-- SET PROBLEM --
Do these statements agree with the passage on probability and the casuists? Answer yes or no for each, quoting the words of the passage that decide it. (a) Only truth gives certainty. (b) The abuse of truth deserves less punishment than the introduction of falsehood. (c) The casuists hold back lust and let scruples act.

-- GIVEN TEXT --
★ ★ ★ ★

The casuists submit the decision to the corrupt reason, and the choice of decisions to the corrupt will, in order that all[Pg 268] that is corrupt in the nature of man may contribute to his conduct.
But is it probable that probability gives assurance?
Difference between rest and security of conscience. Nothing gives certainty but truth; nothing gives rest but the sincere search for truth.
The whole society itself of their casuists cannot give assurance to a conscience in error, and that is why it is important to choose good guides.
Thus they will be doubly culpable, both in having followed ways which they should not have followed, and in having listened to teachers to whom they should not have listened.
Can it be anything but compliance with the world which makes you find things probable? Will you make us believe that it is truth, and that if duelling were not the fashion, you would find it probable that they might fight, considering the matter in itself?
Must we kill to prevent there being any wicked? This is to make both parties wicked instead of one. Vince in bono malum.[374] (Saint Augustine.)
Universal.—Ethics and language are special, but universal sciences.
Probability.—Each one can employ it; no one can take it away.
They allow lust to act, and check scruples; whereas they should do the contrary.
Montalte.[375]—Lax opinions please men so much, that it is strange that theirs displease. It is because they have exceeded all[Pg 269] bounds. Again, there are many people who see the truth, and who cannot attain to it; but there are few who do not know that the purity of religion is opposed to our corruptions. It is absurd to say that an eternal recompense is offered to the morality of Escobar.
Probability.—They have some true principles; but they misuse them. Now, the abuse of truth ought to be as much punished as the introduction of falsehood.
As if there were two hells, one for sins against love, the other for those against justice!
Probability.[376]—The earnestness of the saints in seeking the truth was useless, if the probable is trustworthy. The fear of the saints who have always followed the surest way (Saint Theresa having always followed her confessor).
Take away probability, and you can no longer please the world; give probability, and you can no longer displease it.
These are the effects of the sins of the peoples and of the Jesuits. The great have wished to be flattered. The Jesuits have wished to be loved by the great. They have all been worthy to be abandoned to the spirit of lying, the one party to deceive, the others to be deceived. They have been avaricious, ambitious, voluptuous. Coacervabunt tibi magistros.[377] Worthy disciples of such masters, they have sought flatterers, and have found them.
If they do not renounce their doctrine of probability, their good maxims are as little holy as the bad, for they are founded on human authority; and thus, if they are more just, they will be more reasonable, but not more holy. They take after the wild stem on which they are grafted.[Pg 270]
If what I say does not serve to enlighten you, it will be of use to the people.
If these[378] are silent, the stones will speak.

★ ★ ★ ★

-- EXCERPTED RECORDS --
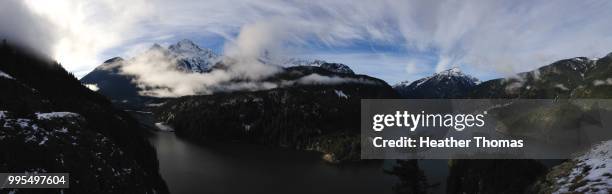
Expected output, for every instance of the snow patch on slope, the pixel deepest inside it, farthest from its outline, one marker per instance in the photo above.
(53, 115)
(592, 173)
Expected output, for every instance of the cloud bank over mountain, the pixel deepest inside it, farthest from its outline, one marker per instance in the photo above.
(492, 37)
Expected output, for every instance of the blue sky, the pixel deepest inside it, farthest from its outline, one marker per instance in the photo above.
(394, 40)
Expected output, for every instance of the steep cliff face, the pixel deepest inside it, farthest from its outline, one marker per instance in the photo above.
(591, 172)
(50, 122)
(323, 117)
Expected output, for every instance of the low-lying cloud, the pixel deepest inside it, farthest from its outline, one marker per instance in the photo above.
(22, 27)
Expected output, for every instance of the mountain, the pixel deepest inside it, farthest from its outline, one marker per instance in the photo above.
(333, 67)
(50, 122)
(451, 83)
(590, 172)
(192, 58)
(578, 77)
(189, 57)
(119, 87)
(306, 116)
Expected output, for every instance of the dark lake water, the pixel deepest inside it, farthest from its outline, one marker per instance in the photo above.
(190, 167)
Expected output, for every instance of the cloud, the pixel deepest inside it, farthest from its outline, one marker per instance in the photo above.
(504, 37)
(25, 28)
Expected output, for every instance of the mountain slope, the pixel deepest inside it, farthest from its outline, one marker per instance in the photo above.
(320, 117)
(451, 83)
(570, 78)
(52, 123)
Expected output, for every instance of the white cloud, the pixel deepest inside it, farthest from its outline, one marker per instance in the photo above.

★ ★ ★ ★

-- IN RESPONSE --
(a) Yes: "Nothing gives certainty but truth"
(b) No: "the abuse of truth ought to be as much punished as the introduction of falsehood"
(c) No: "They allow lust to act, and check scruples"